→ What to do: Find the line containing "negative clicks: (795, 79) (782, 57)" in the entries below. Restate it and each line after it, word for word, up to and including the line containing "negative clicks: (379, 230) (393, 489)".

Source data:
================================
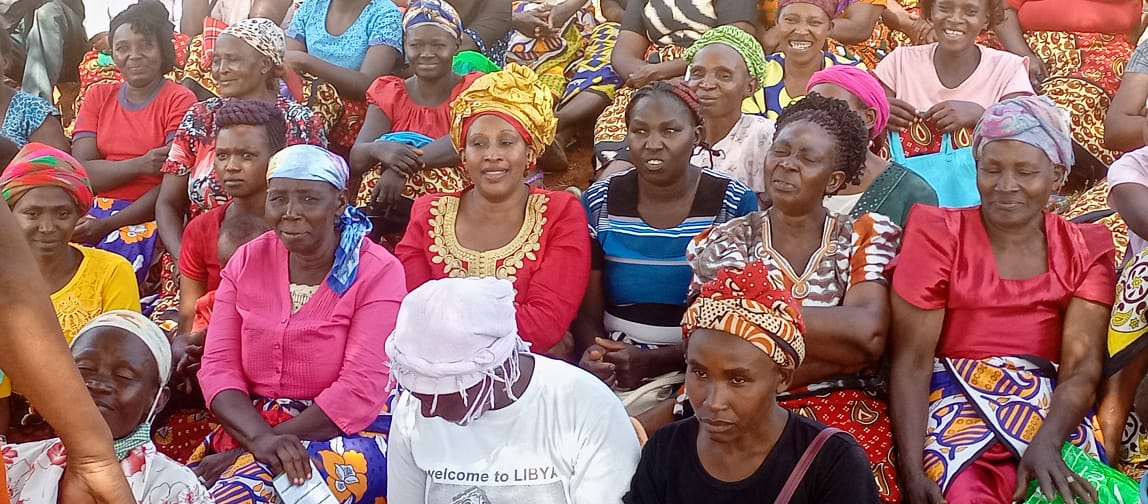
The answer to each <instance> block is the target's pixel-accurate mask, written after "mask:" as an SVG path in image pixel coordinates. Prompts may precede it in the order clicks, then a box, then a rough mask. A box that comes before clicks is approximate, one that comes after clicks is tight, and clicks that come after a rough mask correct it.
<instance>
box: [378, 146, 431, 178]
mask: <svg viewBox="0 0 1148 504" xmlns="http://www.w3.org/2000/svg"><path fill="white" fill-rule="evenodd" d="M370 154H371V157H373V158H374V160H375V161H378V162H379V164H382V168H383V170H389V169H397V170H401V171H402V172H403V173H406V175H413V173H414V172H417V171H419V170H420V169H421V168H422V166H424V164H422V149H417V148H414V147H411V146H409V145H406V144H400V142H396V141H377V142H374V144H373V145H372V146H371V150H370Z"/></svg>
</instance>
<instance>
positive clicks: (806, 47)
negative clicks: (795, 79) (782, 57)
mask: <svg viewBox="0 0 1148 504" xmlns="http://www.w3.org/2000/svg"><path fill="white" fill-rule="evenodd" d="M832 26H833V24H832V20H830V18H829V15H827V14H825V11H824V10H822V9H821V7H817V6H815V5H813V3H790V5H788V6H785V8H783V9H781V10H778V11H777V30H778V37H779V38H778V40H781V46H779V47H781V51H782V53H785V59H786V60H794V61H812V60H814V59H817V57H822V48H824V47H825V40H827V39H828V38H829V30H830V29H831V28H832Z"/></svg>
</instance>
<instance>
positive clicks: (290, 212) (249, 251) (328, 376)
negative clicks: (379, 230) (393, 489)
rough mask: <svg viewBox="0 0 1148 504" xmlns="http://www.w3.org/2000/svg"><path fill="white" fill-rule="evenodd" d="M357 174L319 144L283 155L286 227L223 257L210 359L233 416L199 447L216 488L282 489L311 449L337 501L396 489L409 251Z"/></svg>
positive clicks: (284, 206) (296, 474) (276, 167)
mask: <svg viewBox="0 0 1148 504" xmlns="http://www.w3.org/2000/svg"><path fill="white" fill-rule="evenodd" d="M349 175H350V173H349V171H348V168H347V163H346V162H343V161H342V158H341V157H339V156H336V155H334V154H332V153H329V152H327V150H326V149H323V148H321V147H315V146H292V147H287V148H285V149H282V150H280V152H279V153H278V154H276V155H274V156H272V158H271V163H270V164H269V166H267V208H266V218H267V223H270V224H271V225H272V227H273V228H274V232H269V233H265V234H263V235H262V237H259V238H257V239H255V240H254V241H250V242H248V243H247V245H243V246H242V247H240V248H239V250H236V251H235V255H234V256H232V258H231V261H230V262H228V263H227V266H225V267H224V270H223V273H222V281H220V284H219V290H218V292H217V294H216V304H215V309H214V311H212V313H211V325H210V326H209V327H208V339H207V343H205V347H204V349H203V362H202V365H201V367H200V372H199V379H200V387H202V388H203V397H204V400H205V401H207V404H208V405H209V408H210V409H211V412H212V413H214V414H215V416H216V417H217V418H218V419H219V421H220V424H223V426H222V427H220V428H218V429H216V432H214V433H212V434H211V435H209V436H208V439H207V441H204V444H203V448H202V449H201V450H200V451H199V452H197V453H196V457H193V458H196V459H199V464H197V465H196V467H195V471H196V473H197V474H199V475H201V476H202V478H203V479H204V480H205V481H207V482H208V487H209V488H210V489H211V495H212V496H214V497H215V498H216V499H217V501H218V499H223V498H225V497H226V498H228V499H232V502H234V501H235V499H238V501H240V502H278V501H277V495H276V491H274V489H273V487H272V478H273V476H274V475H276V474H279V473H282V472H286V474H287V478H288V481H289V482H292V483H293V484H300V483H302V482H303V481H305V480H308V479H310V478H311V465H310V462H309V460H310V459H313V460H315V462H316V463H318V466H319V471H320V478H321V479H323V480H325V481H326V483H327V486H328V487H331V490H332V491H333V493H334V495H335V497H336V499H338V501H339V502H352V503H373V502H375V499H377V498H380V497H383V496H386V495H387V488H386V487H387V483H386V473H387V470H386V451H387V450H386V442H385V441H386V437H387V431H388V428H389V424H390V416H389V413H386V410H385V406H386V403H387V395H388V393H389V387H388V379H387V373H388V366H387V364H386V362H387V355H386V352H385V351H383V342H385V340H386V338H387V335H388V334H389V333H390V331H391V329H394V327H395V317H396V315H397V312H398V303H400V300H402V297H403V295H405V294H406V288H405V285H404V279H403V271H402V264H400V263H398V259H396V258H395V257H394V256H391V255H390V254H389V253H387V251H386V249H383V248H382V247H381V246H379V245H375V243H373V242H372V241H371V240H366V239H365V238H366V234H367V233H369V232H370V231H371V225H370V223H369V222H367V220H366V216H364V215H363V214H360V212H359V211H358V210H356V209H355V208H354V207H350V206H348V204H347V201H346V199H344V196H343V195H342V192H343V191H346V189H347V179H348V177H349ZM380 411H383V413H380ZM301 441H302V442H305V443H307V444H305V445H304V444H303V443H301ZM203 456H205V457H203Z"/></svg>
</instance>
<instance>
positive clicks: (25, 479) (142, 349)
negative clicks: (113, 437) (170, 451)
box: [3, 310, 215, 504]
mask: <svg viewBox="0 0 1148 504" xmlns="http://www.w3.org/2000/svg"><path fill="white" fill-rule="evenodd" d="M71 347H72V355H73V356H75V358H76V367H78V369H79V373H80V375H82V377H83V378H84V381H85V383H86V385H87V390H88V393H90V394H91V395H92V400H93V401H95V402H96V404H98V405H99V406H100V413H102V416H103V421H106V422H107V424H108V428H110V429H111V435H113V436H114V437H115V449H116V458H118V459H119V465H121V467H123V471H124V475H126V476H127V482H129V484H130V486H131V489H132V496H133V497H134V502H137V503H140V504H169V503H177V502H178V503H188V504H209V503H212V502H215V501H212V499H211V496H210V495H209V494H208V490H207V489H205V488H203V486H202V484H200V482H199V480H197V479H196V476H195V473H193V472H192V471H191V470H188V468H187V467H185V466H183V465H181V464H179V463H177V462H174V460H172V459H170V458H168V457H166V456H165V455H163V453H160V452H157V451H156V450H155V445H154V444H152V441H150V437H149V431H150V429H152V419H153V418H155V413H156V412H157V411H160V410H162V409H163V406H164V404H165V403H166V402H168V393H169V390H168V379H169V378H171V348H170V347H169V343H168V338H166V336H164V334H163V331H160V328H158V327H156V326H155V324H153V323H152V321H150V320H148V319H147V317H144V316H142V315H140V313H139V312H135V311H129V310H115V311H109V312H106V313H103V315H100V316H99V317H95V318H93V319H92V320H91V321H88V323H87V324H86V325H85V326H84V327H83V329H80V333H79V335H78V336H76V339H75V340H72V342H71ZM3 459H5V466H6V468H7V471H8V488H9V489H10V490H11V493H13V494H11V497H13V498H14V499H16V501H18V502H44V503H48V502H56V501H57V498H60V497H59V494H60V481H61V479H62V478H63V474H64V471H65V468H67V467H68V460H67V455H65V453H64V447H63V442H62V441H60V439H59V437H56V439H51V440H46V441H39V442H34V443H24V444H5V445H3ZM61 502H63V501H61Z"/></svg>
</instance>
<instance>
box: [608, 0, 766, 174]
mask: <svg viewBox="0 0 1148 504" xmlns="http://www.w3.org/2000/svg"><path fill="white" fill-rule="evenodd" d="M683 6H688V8H687V9H683V8H682V7H683ZM755 20H757V8H755V7H754V5H753V2H745V1H730V0H717V1H712V0H703V1H697V2H688V1H684V0H630V1H628V2H627V3H626V14H625V15H623V17H622V26H621V31H620V32H619V34H618V42H616V45H615V46H614V49H613V52H611V55H610V60H611V63H610V64H611V70H613V73H614V76H613V77H612V78H611V80H614V79H616V80H618V82H619V83H622V84H625V87H622V88H620V90H618V93H616V94H615V95H614V99H613V101H612V102H611V103H610V106H608V107H606V109H605V111H603V113H602V115H600V116H599V117H598V121H597V123H596V124H595V127H594V155H595V158H594V163H595V169H596V170H603V169H605V168H607V165H608V164H610V163H611V162H613V161H614V160H615V158H616V156H618V153H619V152H620V150H621V149H622V148H625V147H626V145H627V141H626V131H627V124H626V113H627V111H628V110H629V102H630V96H631V95H633V94H634V92H635V91H636V90H638V88H641V87H643V86H645V85H647V84H650V83H653V82H656V80H669V79H674V78H677V77H682V76H684V75H685V69H687V63H685V61H684V60H682V59H681V56H682V52H683V51H684V49H685V48H687V47H689V46H690V45H691V44H693V42H695V41H696V40H698V38H699V37H701V33H704V32H705V31H706V30H709V29H712V28H715V26H721V25H724V24H730V25H734V26H736V28H739V29H742V30H745V31H746V32H747V33H754V32H755V31H757V30H755V28H754V21H755Z"/></svg>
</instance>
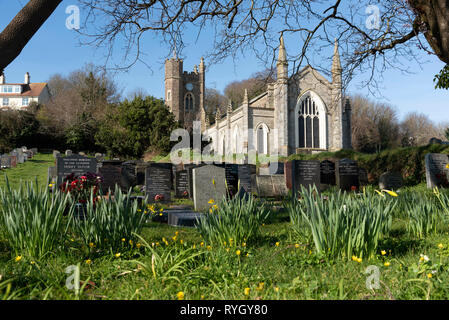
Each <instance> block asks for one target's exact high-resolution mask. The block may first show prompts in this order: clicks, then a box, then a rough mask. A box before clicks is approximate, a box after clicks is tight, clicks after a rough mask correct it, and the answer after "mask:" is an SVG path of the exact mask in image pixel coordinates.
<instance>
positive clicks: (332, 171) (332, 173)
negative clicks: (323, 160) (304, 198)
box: [320, 160, 335, 186]
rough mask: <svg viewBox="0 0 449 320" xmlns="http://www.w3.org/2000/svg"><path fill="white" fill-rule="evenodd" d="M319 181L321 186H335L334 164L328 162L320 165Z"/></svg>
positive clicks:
================================
→ Task response:
negative clicks: (795, 79) (782, 57)
mask: <svg viewBox="0 0 1148 504" xmlns="http://www.w3.org/2000/svg"><path fill="white" fill-rule="evenodd" d="M832 26H833V24H832V20H830V18H829V15H827V14H825V11H824V10H822V9H821V7H817V6H815V5H813V3H790V5H788V6H785V8H783V9H781V10H778V11H777V30H778V37H779V38H778V40H781V46H779V47H781V51H782V53H785V59H786V60H794V61H812V60H814V59H817V57H822V48H824V47H825V40H827V39H828V38H829V30H830V29H831V28H832Z"/></svg>
</instance>
<instance>
positive clicks: (290, 212) (249, 251) (328, 376)
negative clicks: (379, 230) (393, 489)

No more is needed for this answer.